* **EXERCISE DIRECTIONS**
Lay out the records from the beginning through the line containing "pixel 1051 673", inclusive, as a two-column CSV headed phrase and points, with one row per record holding its text and its answer. Put each field in quotation marks, replace line breaks with spaces, and omit the pictures.

* **THE INPUT**
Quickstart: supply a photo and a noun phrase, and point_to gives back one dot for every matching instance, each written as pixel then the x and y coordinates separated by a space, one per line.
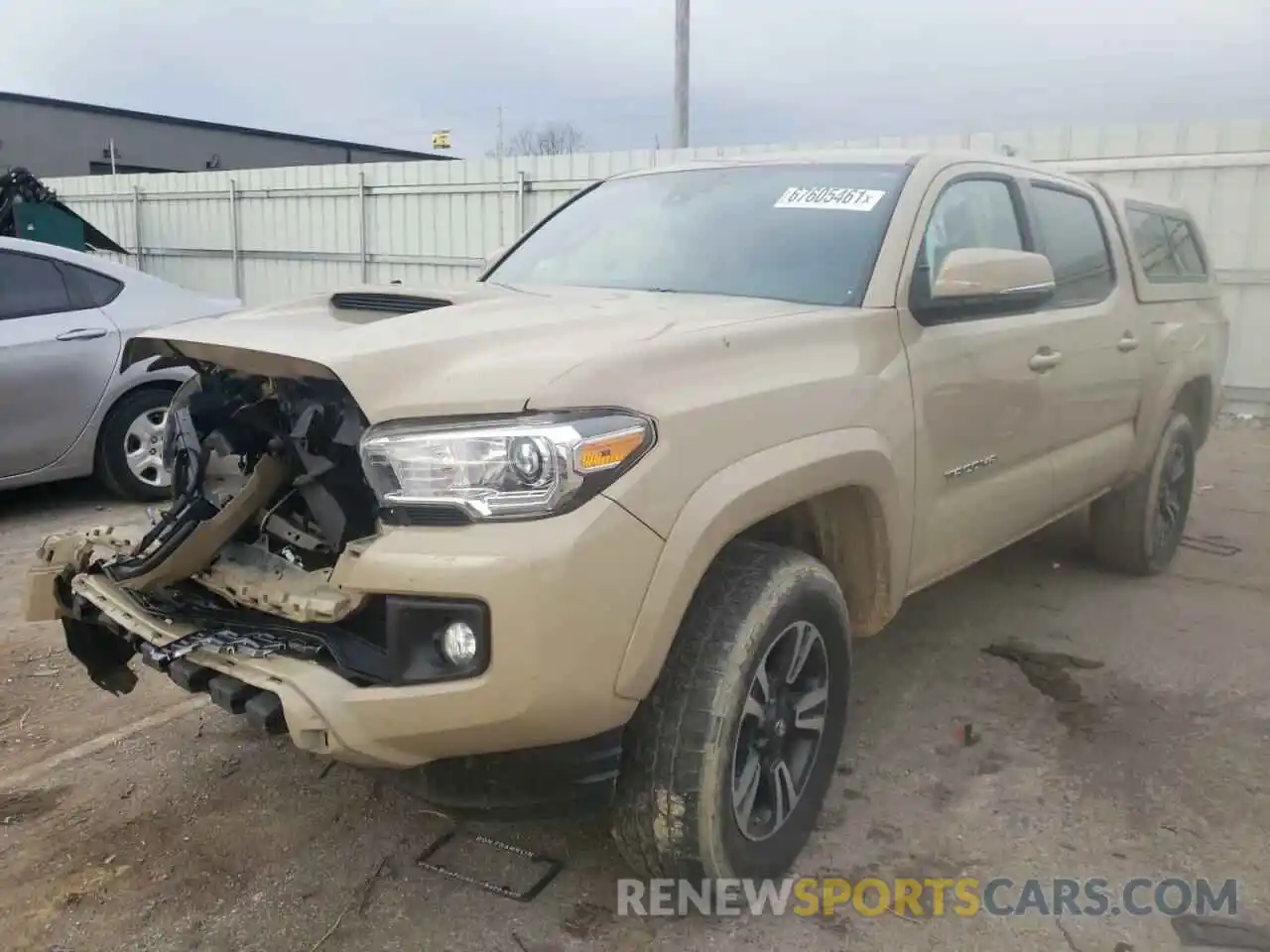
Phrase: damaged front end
pixel 249 570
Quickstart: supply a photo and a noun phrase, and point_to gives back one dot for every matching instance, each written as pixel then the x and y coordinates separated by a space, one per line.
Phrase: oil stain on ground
pixel 18 806
pixel 1051 673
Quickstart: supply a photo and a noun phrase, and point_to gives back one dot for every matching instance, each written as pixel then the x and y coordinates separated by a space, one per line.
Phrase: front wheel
pixel 1137 529
pixel 730 756
pixel 130 447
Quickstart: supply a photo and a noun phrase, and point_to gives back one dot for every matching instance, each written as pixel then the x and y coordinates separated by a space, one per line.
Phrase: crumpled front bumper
pixel 562 595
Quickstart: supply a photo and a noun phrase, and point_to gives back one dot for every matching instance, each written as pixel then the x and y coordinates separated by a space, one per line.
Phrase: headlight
pixel 516 468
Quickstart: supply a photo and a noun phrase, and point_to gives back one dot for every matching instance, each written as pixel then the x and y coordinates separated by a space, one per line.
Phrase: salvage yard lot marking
pixel 100 743
pixel 838 199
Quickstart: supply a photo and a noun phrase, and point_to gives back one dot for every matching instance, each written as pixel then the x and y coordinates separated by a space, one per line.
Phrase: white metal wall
pixel 272 234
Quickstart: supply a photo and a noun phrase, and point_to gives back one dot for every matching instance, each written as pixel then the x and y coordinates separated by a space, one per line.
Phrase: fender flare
pixel 734 499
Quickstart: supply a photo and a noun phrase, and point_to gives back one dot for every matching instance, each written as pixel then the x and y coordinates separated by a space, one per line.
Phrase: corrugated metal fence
pixel 272 234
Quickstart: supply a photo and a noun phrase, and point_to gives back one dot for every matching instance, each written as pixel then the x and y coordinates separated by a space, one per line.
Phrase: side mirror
pixel 992 278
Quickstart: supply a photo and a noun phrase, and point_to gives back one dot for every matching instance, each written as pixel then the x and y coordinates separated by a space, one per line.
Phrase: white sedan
pixel 66 409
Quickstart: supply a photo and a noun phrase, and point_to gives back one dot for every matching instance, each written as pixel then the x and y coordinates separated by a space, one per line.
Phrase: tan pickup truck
pixel 597 530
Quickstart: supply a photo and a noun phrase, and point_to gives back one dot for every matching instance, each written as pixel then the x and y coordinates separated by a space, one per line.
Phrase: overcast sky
pixel 391 71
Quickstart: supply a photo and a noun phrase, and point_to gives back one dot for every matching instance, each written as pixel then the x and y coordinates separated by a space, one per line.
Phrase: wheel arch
pixel 820 494
pixel 1185 389
pixel 163 384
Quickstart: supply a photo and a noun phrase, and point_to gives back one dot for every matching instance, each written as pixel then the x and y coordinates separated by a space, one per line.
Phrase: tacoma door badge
pixel 973 466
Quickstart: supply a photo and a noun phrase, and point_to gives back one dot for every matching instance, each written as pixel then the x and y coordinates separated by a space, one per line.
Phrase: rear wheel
pixel 1137 529
pixel 130 445
pixel 730 756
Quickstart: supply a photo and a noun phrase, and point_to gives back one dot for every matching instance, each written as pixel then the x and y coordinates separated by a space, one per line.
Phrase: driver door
pixel 984 413
pixel 55 363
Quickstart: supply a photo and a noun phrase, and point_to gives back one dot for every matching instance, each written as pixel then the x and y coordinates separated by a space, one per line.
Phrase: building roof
pixel 212 126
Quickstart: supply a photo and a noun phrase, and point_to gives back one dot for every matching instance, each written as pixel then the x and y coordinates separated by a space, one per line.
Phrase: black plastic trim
pixel 539 783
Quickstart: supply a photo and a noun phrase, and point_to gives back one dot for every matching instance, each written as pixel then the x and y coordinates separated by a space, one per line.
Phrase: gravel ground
pixel 155 821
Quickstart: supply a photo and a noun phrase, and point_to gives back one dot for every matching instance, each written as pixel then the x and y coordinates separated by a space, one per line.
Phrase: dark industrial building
pixel 55 139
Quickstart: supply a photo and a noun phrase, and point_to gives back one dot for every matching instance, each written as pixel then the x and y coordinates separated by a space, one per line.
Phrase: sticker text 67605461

* **RESPONSE TO THE TASK**
phrase,points
"Quickstart: supply a photo and a noun phrase, and point_to gives back one dot for every matching instance, each written as pixel then the x and y coordinates separated by a space, one per line. Phrase: damaged front end","pixel 249 570"
"Quickstart: supply a photo and a noun phrase, and point_to gives back one dot for every matching instance, each written as pixel then the x and y coordinates separated by a space, one per line. Phrase: oil stain on ground","pixel 18 806 pixel 1051 673"